[Source data]
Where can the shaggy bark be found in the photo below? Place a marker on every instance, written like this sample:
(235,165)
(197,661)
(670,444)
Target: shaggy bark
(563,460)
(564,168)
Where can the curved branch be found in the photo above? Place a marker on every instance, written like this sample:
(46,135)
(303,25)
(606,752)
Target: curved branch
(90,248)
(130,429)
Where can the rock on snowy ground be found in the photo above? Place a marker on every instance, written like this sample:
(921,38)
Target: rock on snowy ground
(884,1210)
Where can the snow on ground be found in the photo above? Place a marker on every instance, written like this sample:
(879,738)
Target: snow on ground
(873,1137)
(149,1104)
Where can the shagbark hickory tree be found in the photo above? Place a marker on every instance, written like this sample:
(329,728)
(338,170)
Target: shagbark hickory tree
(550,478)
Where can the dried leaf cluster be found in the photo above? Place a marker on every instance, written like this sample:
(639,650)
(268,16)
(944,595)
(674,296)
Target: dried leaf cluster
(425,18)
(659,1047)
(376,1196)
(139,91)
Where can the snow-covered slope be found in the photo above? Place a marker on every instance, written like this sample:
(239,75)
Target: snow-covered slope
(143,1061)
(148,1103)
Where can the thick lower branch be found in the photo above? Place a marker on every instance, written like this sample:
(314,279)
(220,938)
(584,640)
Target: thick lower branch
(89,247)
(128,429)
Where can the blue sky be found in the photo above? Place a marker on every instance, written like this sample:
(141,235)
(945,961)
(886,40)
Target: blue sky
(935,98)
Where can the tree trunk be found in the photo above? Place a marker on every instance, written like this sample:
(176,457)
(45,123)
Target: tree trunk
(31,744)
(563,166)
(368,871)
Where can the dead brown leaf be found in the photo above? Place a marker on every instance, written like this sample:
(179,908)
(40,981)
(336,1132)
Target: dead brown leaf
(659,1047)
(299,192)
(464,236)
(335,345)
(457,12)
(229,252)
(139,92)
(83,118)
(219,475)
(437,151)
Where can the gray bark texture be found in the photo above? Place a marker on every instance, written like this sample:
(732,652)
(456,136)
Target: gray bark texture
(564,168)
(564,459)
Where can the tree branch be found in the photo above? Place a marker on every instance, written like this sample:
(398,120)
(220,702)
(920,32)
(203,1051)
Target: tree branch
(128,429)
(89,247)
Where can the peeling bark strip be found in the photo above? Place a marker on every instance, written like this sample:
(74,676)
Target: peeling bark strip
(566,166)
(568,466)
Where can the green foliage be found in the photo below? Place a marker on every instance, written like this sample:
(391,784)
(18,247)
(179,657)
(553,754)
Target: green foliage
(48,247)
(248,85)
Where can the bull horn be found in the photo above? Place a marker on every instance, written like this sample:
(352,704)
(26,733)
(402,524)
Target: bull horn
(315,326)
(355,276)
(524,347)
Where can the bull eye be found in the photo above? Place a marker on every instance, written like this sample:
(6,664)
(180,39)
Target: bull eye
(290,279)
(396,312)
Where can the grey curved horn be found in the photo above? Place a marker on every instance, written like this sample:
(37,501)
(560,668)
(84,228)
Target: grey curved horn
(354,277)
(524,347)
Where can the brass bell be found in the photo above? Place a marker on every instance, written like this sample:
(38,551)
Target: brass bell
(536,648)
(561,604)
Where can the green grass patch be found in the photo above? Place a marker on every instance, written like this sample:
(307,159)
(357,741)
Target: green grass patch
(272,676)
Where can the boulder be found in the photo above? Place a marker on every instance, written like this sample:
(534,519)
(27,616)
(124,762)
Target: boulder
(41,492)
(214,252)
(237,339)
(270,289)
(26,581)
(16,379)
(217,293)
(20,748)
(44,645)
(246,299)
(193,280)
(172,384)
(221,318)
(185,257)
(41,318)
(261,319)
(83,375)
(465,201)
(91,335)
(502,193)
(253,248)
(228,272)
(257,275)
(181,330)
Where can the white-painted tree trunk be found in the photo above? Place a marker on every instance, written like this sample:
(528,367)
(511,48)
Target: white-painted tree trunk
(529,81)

**Exercise goal:** What is the number of lines above that hold the word "below"? Answer with that number alone.

**Exercise result:** 2